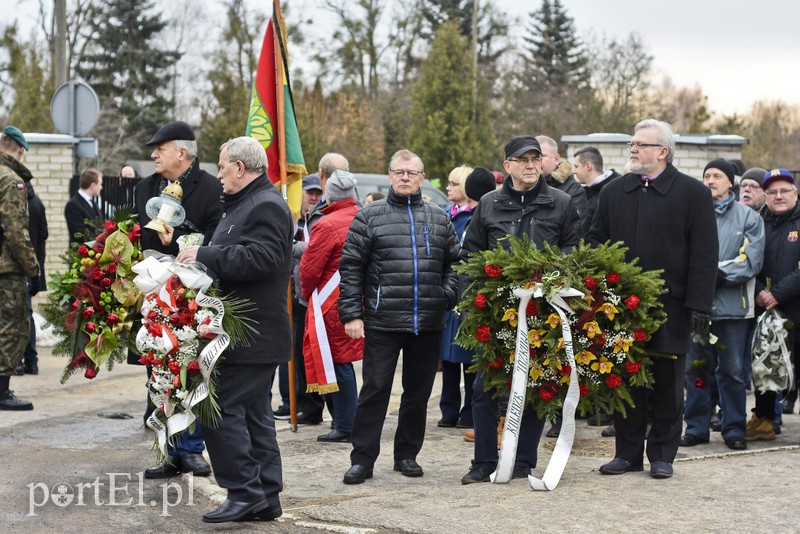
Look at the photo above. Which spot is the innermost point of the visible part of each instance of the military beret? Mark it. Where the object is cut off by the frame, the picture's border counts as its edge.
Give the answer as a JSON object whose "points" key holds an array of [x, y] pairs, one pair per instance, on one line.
{"points": [[174, 131], [16, 134]]}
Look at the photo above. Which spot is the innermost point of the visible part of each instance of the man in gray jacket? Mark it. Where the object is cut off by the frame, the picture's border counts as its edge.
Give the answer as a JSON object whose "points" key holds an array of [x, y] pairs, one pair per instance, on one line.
{"points": [[741, 253]]}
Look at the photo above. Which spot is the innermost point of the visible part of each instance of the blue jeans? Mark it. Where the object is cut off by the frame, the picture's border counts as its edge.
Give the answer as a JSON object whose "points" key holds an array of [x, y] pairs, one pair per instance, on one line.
{"points": [[727, 360], [484, 417], [344, 400]]}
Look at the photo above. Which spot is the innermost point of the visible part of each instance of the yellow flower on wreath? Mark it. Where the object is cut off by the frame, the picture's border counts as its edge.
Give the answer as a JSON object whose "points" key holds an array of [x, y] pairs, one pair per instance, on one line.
{"points": [[623, 344], [511, 317], [603, 366], [592, 329], [535, 337], [585, 357], [608, 309]]}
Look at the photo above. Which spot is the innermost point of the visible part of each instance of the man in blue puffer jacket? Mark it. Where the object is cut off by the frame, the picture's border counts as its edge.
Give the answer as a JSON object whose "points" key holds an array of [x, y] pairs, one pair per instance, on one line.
{"points": [[396, 284]]}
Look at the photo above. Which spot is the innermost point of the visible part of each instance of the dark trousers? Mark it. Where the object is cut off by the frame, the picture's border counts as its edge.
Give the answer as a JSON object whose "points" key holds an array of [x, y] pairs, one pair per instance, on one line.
{"points": [[450, 403], [243, 447], [485, 417], [666, 399], [420, 360]]}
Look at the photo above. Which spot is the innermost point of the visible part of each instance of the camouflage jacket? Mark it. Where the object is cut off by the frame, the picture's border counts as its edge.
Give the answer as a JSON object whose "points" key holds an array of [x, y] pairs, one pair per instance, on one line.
{"points": [[17, 254]]}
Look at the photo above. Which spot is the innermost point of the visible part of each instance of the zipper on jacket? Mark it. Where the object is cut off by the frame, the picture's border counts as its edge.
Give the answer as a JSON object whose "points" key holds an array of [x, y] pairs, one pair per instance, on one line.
{"points": [[416, 273]]}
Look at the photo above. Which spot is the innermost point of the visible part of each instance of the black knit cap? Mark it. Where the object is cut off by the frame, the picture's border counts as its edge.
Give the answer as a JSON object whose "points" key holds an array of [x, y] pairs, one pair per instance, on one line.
{"points": [[174, 131], [722, 165], [479, 182]]}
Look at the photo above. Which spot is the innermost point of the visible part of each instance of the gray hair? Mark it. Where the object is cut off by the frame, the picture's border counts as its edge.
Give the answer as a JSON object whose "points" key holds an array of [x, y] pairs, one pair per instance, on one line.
{"points": [[664, 135], [247, 150], [407, 155], [190, 146], [333, 161]]}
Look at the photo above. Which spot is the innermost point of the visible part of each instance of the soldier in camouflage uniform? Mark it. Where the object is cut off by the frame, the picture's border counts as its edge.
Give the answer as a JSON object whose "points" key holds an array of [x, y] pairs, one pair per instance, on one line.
{"points": [[17, 263]]}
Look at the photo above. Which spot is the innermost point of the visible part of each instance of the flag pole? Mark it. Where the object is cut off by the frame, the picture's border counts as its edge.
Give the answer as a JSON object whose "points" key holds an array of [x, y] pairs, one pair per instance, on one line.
{"points": [[281, 116]]}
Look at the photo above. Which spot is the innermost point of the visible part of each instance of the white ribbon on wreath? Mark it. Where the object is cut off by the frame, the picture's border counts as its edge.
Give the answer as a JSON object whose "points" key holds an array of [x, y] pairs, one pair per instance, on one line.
{"points": [[519, 383], [152, 276]]}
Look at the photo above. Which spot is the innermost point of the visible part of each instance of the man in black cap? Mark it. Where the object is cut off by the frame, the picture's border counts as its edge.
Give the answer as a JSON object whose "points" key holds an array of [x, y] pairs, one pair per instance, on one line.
{"points": [[525, 206], [175, 154]]}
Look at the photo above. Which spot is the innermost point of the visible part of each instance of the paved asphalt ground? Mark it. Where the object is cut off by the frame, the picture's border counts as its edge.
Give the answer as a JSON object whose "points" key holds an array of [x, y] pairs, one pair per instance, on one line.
{"points": [[74, 436]]}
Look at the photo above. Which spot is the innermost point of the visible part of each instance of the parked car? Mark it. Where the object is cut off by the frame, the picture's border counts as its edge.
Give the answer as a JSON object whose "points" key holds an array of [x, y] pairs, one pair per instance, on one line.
{"points": [[368, 183]]}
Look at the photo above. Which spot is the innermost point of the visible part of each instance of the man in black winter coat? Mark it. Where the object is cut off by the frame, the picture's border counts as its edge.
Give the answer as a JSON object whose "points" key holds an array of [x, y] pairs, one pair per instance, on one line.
{"points": [[525, 206], [397, 282], [250, 254], [666, 220]]}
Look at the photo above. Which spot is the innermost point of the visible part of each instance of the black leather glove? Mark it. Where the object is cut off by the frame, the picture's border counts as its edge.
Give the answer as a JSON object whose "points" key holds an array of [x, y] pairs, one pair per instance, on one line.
{"points": [[699, 324]]}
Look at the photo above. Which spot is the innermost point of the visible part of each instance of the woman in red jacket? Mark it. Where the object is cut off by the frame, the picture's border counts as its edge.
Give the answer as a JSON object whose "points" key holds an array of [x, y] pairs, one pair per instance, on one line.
{"points": [[327, 350]]}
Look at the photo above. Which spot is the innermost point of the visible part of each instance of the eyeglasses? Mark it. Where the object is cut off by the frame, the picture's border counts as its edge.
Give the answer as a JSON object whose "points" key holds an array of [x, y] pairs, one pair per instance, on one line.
{"points": [[781, 192], [640, 146], [749, 185], [402, 172], [527, 161]]}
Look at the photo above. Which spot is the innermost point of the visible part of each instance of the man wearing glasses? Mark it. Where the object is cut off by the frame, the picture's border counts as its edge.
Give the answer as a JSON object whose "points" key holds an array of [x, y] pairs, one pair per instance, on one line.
{"points": [[666, 220], [525, 206], [397, 282], [781, 259]]}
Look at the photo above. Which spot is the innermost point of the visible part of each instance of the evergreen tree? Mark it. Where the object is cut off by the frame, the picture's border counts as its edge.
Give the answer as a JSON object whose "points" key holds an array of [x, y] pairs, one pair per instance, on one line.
{"points": [[450, 123], [30, 83], [554, 55], [129, 72]]}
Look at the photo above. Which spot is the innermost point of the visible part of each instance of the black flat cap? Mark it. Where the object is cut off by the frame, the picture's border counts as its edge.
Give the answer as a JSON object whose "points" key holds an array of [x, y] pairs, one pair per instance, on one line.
{"points": [[517, 146], [174, 131]]}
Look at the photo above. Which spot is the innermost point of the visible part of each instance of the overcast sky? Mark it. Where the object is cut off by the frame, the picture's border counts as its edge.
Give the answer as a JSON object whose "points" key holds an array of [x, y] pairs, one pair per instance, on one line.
{"points": [[737, 51]]}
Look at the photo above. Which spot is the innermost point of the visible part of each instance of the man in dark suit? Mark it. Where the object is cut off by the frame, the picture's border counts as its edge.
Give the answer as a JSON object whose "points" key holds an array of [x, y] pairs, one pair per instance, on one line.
{"points": [[175, 154], [255, 238], [666, 220], [82, 212]]}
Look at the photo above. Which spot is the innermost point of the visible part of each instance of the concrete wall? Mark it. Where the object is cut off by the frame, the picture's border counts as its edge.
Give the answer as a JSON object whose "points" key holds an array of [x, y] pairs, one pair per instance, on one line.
{"points": [[50, 162], [692, 152]]}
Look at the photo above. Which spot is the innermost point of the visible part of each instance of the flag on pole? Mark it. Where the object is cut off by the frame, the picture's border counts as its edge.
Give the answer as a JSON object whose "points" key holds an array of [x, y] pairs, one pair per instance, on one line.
{"points": [[272, 120]]}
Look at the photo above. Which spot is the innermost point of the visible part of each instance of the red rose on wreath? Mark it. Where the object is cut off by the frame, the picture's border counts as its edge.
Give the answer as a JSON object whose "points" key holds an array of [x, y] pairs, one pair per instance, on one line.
{"points": [[492, 270], [632, 302], [483, 333], [613, 381], [633, 367]]}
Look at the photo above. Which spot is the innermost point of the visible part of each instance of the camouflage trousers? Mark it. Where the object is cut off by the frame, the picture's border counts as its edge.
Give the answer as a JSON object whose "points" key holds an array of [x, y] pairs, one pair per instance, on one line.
{"points": [[14, 321]]}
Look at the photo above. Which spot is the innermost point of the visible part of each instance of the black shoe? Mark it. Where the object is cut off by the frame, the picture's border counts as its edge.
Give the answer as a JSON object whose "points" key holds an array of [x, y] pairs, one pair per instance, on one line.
{"points": [[478, 473], [335, 436], [736, 443], [520, 472], [195, 464], [604, 419], [660, 469], [9, 401], [618, 466], [444, 422], [689, 440], [169, 467], [464, 423], [357, 474], [554, 431], [408, 467], [305, 418], [235, 511]]}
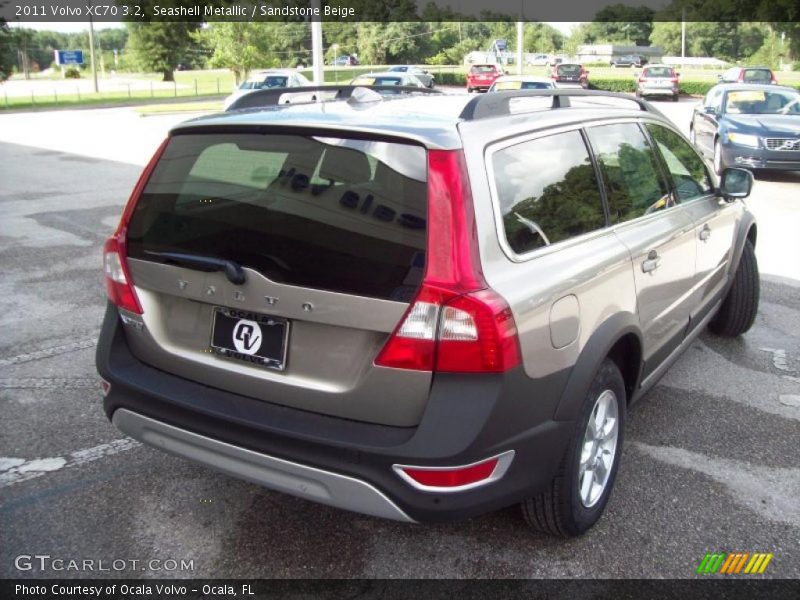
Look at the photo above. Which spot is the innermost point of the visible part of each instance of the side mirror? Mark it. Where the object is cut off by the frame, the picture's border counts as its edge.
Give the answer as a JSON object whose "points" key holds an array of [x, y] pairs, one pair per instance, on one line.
{"points": [[736, 183]]}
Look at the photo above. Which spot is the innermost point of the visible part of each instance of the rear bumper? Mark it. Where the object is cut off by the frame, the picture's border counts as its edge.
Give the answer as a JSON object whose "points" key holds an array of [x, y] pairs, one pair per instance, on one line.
{"points": [[282, 475], [340, 462]]}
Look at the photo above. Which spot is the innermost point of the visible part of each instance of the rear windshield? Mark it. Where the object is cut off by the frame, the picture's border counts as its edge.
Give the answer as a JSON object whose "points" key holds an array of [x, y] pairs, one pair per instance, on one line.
{"points": [[658, 72], [342, 215], [569, 69]]}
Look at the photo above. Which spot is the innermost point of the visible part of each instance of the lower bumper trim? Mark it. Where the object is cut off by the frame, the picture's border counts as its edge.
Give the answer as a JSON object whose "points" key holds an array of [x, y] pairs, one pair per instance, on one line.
{"points": [[281, 475]]}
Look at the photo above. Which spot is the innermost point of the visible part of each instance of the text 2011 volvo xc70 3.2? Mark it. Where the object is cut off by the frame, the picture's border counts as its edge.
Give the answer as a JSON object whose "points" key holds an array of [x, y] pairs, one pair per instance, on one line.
{"points": [[420, 307]]}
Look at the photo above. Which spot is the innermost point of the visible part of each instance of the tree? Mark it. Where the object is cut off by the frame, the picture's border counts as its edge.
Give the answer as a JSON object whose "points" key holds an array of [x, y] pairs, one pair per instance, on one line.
{"points": [[623, 24], [160, 46], [6, 51], [242, 46]]}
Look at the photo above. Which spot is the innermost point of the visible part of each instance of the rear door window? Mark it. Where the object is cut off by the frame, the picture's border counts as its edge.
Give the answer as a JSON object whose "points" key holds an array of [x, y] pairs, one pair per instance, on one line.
{"points": [[633, 183], [658, 72], [547, 191], [336, 214]]}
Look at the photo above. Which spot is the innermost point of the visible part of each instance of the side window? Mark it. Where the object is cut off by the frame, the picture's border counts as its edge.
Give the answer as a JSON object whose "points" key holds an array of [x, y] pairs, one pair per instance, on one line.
{"points": [[714, 99], [547, 191], [689, 174], [634, 186]]}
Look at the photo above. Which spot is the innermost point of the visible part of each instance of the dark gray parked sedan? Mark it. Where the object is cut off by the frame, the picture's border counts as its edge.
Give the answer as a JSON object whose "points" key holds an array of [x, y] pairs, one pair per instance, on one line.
{"points": [[751, 126]]}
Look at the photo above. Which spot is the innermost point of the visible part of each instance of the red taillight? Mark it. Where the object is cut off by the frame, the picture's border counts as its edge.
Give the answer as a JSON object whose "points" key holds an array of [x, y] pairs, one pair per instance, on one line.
{"points": [[119, 284], [453, 479], [455, 324], [477, 334], [118, 281]]}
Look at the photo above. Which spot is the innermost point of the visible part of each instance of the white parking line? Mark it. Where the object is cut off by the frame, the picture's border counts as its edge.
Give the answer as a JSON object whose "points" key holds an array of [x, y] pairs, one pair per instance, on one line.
{"points": [[768, 491], [16, 470]]}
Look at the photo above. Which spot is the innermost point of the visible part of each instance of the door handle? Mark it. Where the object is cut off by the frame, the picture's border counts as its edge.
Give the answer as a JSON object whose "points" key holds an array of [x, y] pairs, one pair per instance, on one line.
{"points": [[651, 263]]}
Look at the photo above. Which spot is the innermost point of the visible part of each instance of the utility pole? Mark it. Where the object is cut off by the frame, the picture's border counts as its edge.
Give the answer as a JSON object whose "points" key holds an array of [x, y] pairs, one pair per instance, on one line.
{"points": [[316, 45], [683, 35], [91, 54], [520, 36]]}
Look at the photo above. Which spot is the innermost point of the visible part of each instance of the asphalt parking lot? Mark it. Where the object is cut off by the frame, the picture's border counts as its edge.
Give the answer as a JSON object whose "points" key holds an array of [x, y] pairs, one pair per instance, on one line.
{"points": [[710, 461]]}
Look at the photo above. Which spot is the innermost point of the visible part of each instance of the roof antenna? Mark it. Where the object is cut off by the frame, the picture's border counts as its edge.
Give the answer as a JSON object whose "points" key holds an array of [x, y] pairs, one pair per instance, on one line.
{"points": [[362, 95]]}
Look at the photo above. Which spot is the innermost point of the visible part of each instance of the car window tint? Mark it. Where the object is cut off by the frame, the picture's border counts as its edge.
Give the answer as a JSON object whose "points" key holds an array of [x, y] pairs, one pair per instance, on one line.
{"points": [[630, 171], [687, 170], [343, 215], [569, 69], [536, 85], [757, 76], [658, 72], [547, 191], [714, 99]]}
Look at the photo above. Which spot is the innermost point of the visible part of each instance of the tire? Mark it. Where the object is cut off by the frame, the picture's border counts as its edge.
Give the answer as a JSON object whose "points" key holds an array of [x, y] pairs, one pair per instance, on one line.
{"points": [[719, 162], [738, 310], [565, 509]]}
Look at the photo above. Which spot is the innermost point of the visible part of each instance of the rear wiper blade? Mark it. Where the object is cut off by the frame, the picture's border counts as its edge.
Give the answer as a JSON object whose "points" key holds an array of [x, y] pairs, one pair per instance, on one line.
{"points": [[233, 271]]}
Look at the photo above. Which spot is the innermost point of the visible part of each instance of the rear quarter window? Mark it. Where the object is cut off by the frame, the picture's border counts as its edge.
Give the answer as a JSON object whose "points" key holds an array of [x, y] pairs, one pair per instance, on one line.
{"points": [[547, 191], [633, 183]]}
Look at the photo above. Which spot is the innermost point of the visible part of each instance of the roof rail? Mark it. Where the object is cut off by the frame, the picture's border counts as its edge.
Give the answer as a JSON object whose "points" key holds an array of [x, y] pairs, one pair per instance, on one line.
{"points": [[272, 96], [497, 104]]}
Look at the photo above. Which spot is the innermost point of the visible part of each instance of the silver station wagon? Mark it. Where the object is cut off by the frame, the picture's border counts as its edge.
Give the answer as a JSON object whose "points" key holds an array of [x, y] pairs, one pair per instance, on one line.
{"points": [[420, 307]]}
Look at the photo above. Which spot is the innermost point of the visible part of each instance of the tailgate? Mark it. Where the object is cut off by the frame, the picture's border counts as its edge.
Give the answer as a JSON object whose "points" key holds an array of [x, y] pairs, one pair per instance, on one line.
{"points": [[330, 234]]}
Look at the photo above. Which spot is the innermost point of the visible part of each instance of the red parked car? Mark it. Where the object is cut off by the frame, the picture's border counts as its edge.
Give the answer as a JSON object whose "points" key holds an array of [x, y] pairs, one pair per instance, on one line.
{"points": [[481, 77], [570, 75]]}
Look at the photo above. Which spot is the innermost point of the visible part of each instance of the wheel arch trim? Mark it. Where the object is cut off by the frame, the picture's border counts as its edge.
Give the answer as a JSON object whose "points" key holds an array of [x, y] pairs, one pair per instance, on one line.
{"points": [[597, 348]]}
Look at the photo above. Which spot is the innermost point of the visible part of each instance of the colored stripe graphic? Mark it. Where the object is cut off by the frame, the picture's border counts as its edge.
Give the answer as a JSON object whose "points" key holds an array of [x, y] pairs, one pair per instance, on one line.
{"points": [[732, 563], [711, 563]]}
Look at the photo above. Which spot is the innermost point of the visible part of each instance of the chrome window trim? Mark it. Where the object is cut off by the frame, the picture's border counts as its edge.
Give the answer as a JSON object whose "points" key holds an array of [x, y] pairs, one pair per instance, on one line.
{"points": [[489, 153]]}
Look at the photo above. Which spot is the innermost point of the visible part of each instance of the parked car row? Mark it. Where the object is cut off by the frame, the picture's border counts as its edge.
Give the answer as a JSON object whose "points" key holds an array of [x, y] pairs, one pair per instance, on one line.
{"points": [[755, 126]]}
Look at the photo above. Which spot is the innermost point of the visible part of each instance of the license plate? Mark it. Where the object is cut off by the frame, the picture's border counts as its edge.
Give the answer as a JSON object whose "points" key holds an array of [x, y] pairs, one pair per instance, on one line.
{"points": [[250, 337]]}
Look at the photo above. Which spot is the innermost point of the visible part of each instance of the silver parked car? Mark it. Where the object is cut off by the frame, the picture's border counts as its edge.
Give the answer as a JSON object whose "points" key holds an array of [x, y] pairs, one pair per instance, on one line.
{"points": [[388, 78], [427, 78], [658, 80], [419, 308], [521, 82], [267, 79]]}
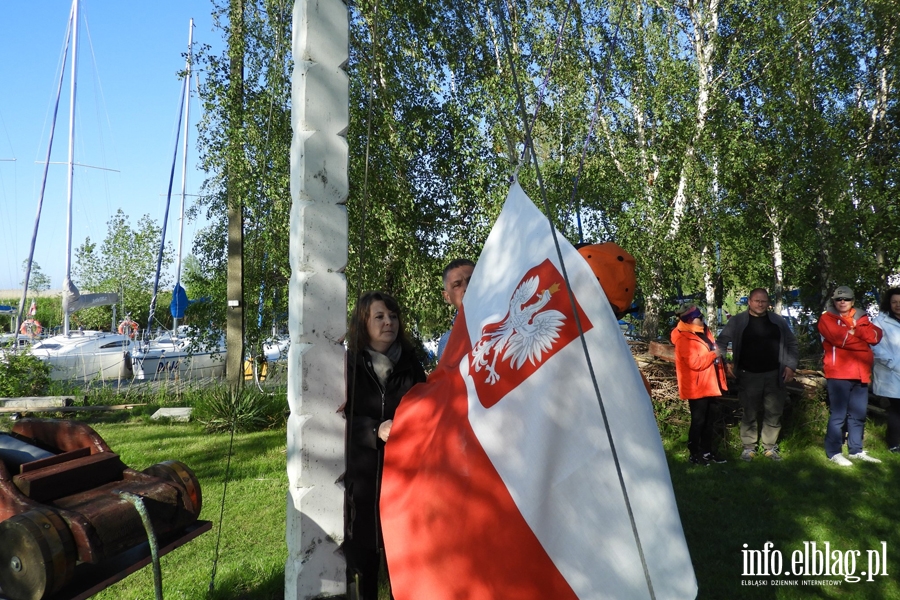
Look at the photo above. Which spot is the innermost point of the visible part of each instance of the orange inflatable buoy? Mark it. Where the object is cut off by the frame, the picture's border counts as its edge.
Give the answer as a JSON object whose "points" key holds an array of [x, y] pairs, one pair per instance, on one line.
{"points": [[128, 327], [31, 327]]}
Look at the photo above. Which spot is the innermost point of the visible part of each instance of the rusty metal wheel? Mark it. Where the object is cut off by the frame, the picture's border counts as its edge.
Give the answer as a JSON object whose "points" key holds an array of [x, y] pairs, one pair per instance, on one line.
{"points": [[180, 473], [37, 556]]}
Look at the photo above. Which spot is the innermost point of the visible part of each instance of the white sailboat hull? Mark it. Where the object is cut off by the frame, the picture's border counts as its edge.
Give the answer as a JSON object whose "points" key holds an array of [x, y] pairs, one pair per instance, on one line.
{"points": [[87, 356], [177, 360]]}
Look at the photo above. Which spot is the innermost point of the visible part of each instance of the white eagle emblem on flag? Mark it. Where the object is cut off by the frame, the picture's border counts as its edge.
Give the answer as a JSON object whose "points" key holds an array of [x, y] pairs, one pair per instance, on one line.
{"points": [[524, 334]]}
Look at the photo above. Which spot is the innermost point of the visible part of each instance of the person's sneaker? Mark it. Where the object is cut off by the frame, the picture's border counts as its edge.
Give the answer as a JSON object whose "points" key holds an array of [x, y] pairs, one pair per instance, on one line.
{"points": [[772, 454], [714, 458], [839, 460], [861, 455], [698, 459]]}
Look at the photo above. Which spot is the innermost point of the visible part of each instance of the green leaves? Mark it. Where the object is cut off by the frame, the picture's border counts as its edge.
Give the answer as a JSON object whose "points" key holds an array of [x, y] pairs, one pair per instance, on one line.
{"points": [[124, 263]]}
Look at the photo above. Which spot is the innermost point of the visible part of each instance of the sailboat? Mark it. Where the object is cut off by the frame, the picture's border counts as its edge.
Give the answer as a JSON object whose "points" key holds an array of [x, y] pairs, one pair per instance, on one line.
{"points": [[80, 355], [177, 353]]}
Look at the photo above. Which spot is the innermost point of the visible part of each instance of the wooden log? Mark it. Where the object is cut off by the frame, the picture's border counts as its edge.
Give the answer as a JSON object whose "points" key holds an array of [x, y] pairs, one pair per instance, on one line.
{"points": [[38, 401], [65, 479], [54, 460]]}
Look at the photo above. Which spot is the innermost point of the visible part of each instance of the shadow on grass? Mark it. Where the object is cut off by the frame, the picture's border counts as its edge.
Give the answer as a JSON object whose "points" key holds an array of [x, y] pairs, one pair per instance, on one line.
{"points": [[235, 587]]}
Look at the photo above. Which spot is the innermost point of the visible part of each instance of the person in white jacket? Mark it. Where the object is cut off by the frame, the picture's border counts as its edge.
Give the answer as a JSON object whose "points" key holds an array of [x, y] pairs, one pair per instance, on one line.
{"points": [[886, 371]]}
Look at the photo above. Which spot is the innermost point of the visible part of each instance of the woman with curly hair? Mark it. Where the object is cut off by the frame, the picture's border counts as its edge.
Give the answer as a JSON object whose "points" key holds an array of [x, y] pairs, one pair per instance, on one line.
{"points": [[381, 367]]}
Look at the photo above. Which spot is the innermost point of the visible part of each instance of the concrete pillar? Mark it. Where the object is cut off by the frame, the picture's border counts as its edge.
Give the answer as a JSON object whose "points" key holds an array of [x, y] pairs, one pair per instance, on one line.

+++

TASK BRIEF - The entries above hold a line with "the car window" and a later line with "of the tire?". Write out exactly those lines and all lines between, nothing more.

EXERCISE ANSWER -
Look at the photo above. Which spot is the innermost point of the visible part of each instance of the car window tint? Mark it. Where the object is cut off by the frame, the picture's border counts as its edge.
Give the answer as a JSON object whose "points" key holds an array of [x, y] pairs, one pair per instance, on one line.
{"points": [[630, 171], [687, 170], [343, 215], [569, 69], [536, 85], [757, 76], [658, 72], [547, 191], [714, 99]]}
Look at the photo above. Which spot is the innermost point of the visible part of each instance of the tire? Mark it. Where the object is cut off by the frame, the picture's border counts as its edge.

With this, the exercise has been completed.